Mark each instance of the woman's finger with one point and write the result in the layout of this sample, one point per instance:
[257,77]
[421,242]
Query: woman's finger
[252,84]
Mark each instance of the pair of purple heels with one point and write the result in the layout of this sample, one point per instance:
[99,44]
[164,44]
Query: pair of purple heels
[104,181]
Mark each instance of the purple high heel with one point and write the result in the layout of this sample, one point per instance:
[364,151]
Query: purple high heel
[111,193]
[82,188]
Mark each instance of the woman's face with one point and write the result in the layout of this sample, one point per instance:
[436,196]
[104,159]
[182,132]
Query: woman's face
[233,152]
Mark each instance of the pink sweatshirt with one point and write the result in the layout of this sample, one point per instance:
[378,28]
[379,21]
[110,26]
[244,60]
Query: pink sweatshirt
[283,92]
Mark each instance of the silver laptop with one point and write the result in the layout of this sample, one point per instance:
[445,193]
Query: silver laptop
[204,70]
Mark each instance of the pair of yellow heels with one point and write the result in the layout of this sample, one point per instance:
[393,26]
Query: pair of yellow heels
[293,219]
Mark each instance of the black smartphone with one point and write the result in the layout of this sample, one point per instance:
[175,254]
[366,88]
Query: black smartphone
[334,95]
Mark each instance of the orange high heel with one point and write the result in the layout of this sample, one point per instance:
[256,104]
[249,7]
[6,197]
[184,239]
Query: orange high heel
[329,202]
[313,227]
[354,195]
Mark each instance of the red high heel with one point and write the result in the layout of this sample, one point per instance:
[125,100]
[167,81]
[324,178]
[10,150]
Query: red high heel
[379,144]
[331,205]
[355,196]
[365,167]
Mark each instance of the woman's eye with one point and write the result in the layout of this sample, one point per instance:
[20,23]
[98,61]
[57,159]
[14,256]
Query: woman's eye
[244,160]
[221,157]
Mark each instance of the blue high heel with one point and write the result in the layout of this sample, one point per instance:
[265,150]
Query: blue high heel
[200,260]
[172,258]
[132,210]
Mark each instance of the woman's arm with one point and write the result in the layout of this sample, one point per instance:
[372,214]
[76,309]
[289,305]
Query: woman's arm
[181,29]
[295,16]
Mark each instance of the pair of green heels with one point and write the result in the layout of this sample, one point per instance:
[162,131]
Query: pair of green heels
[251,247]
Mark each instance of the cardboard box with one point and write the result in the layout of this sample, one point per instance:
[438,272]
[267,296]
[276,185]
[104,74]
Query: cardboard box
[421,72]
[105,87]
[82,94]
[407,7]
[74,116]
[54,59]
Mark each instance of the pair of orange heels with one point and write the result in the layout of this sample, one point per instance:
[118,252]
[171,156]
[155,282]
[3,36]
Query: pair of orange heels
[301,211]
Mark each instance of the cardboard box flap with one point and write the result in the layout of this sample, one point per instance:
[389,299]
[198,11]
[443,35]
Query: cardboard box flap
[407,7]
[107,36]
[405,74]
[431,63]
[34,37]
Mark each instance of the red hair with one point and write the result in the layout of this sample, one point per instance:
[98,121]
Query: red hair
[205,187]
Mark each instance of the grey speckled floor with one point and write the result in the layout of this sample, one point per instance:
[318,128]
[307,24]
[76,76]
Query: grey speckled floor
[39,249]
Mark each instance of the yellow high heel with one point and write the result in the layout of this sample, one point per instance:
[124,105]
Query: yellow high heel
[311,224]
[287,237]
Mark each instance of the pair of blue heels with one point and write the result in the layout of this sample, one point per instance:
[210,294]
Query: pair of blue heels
=====
- **Task description**:
From the first line to the last, return the data exactly.

- **Task result**:
Mark each instance of the woman's finger with one point and write the result in the layout of this sample, one point per instance:
[257,77]
[421,242]
Query: woman's finger
[252,84]
Mark each instance of the pair of purple heels with one point and write the result in the layout of this sample, one point per instance:
[99,44]
[164,44]
Query: pair of purple heels
[104,181]
Mark each instance of the purple high heel with one point and write the result in the layout of this sample, one point per instance:
[364,151]
Query: purple high heel
[111,193]
[82,188]
Mark each instance of the woman's face with one point and write the result in the layout of this sample, one point per instance:
[436,196]
[104,159]
[182,132]
Query: woman's face
[233,152]
Mark each instance of the pink sweatshirt with one point and write the result in the layout of this sample, one point per instance:
[378,28]
[379,21]
[110,26]
[244,60]
Query: pink sweatshirt
[283,92]
Mark each instance of the silver laptop with one point and write the result in the layout of this sample, one point per instance:
[445,193]
Query: silver laptop
[204,70]
Mark each instance of the pair of yellow heels with one point and write the result in the layout of this sample, one point per instance:
[393,26]
Query: pair of yellow heels
[293,219]
Mark each instance of the black smartphone with one point and write the result in the layout of this sample, one point per instance:
[175,254]
[366,88]
Query: black smartphone
[334,95]
Mark each instance of the orange high heel with one point and write the result in the layout of this sample, one point per instance:
[256,104]
[249,7]
[6,197]
[184,239]
Query: orange high heel
[329,202]
[313,227]
[354,195]
Mark each instance of the red high heel with one point and write the result in the layout of this sample, one point per instance:
[125,100]
[167,81]
[324,178]
[10,150]
Query: red high heel
[379,144]
[331,205]
[355,196]
[365,167]
Mark each instance of the woman's eye with one point and write the result in the layout of this sample, one point per instance:
[20,23]
[98,61]
[57,159]
[14,256]
Query: woman's eye
[244,160]
[221,157]
Mark each instance of the blue high heel with one point and write the result in the layout of this sample, one point per instance:
[265,150]
Query: blue high heel
[200,260]
[172,258]
[132,210]
Mark each instance of the woman's arm with one point and write the result in the layout of this sample, one point per instance:
[372,214]
[76,309]
[289,305]
Query: woman's arm
[181,29]
[295,16]
Mark each instance of the pair of green heels with one point and write the result in the layout of this sample, one point per instance:
[162,131]
Query: pair of green heels
[251,247]
Mark each instance of the cardboard box with one point and write the result in the layout of this sample, one point per instance:
[438,272]
[267,296]
[276,185]
[104,74]
Query: cardboard box
[421,72]
[105,87]
[82,94]
[407,7]
[74,116]
[54,59]
Mark each instance of the pair of orange heels with one point and write the result in the layout of this sample, one point per instance:
[118,252]
[171,156]
[155,282]
[3,36]
Query: pair of orange heels
[301,211]
Mark each instance of the cardboard box flap with one point and write the result in the layout of this sample, one point per instance:
[389,299]
[198,11]
[443,35]
Query: cardboard box flap
[407,7]
[107,36]
[405,74]
[431,63]
[34,37]
Mark each instance of the red hair with one point and write the result in the layout of this sample, one point per instance:
[98,121]
Query: red hair
[205,187]
Mark each instance of the grey speckled floor with one point and write the result in the layout of this sample, one point per instance:
[318,128]
[307,24]
[76,76]
Query: grey speckled floor
[39,249]
Mark each instance of the yellow high heel with one point and write the result in the layout of this sample, one point per instance:
[124,105]
Query: yellow high heel
[311,224]
[287,237]
Mark each instance of the pair of blue heels with one point and write the result in the layout of this sample, one point per instance:
[210,294]
Query: pair of blue heels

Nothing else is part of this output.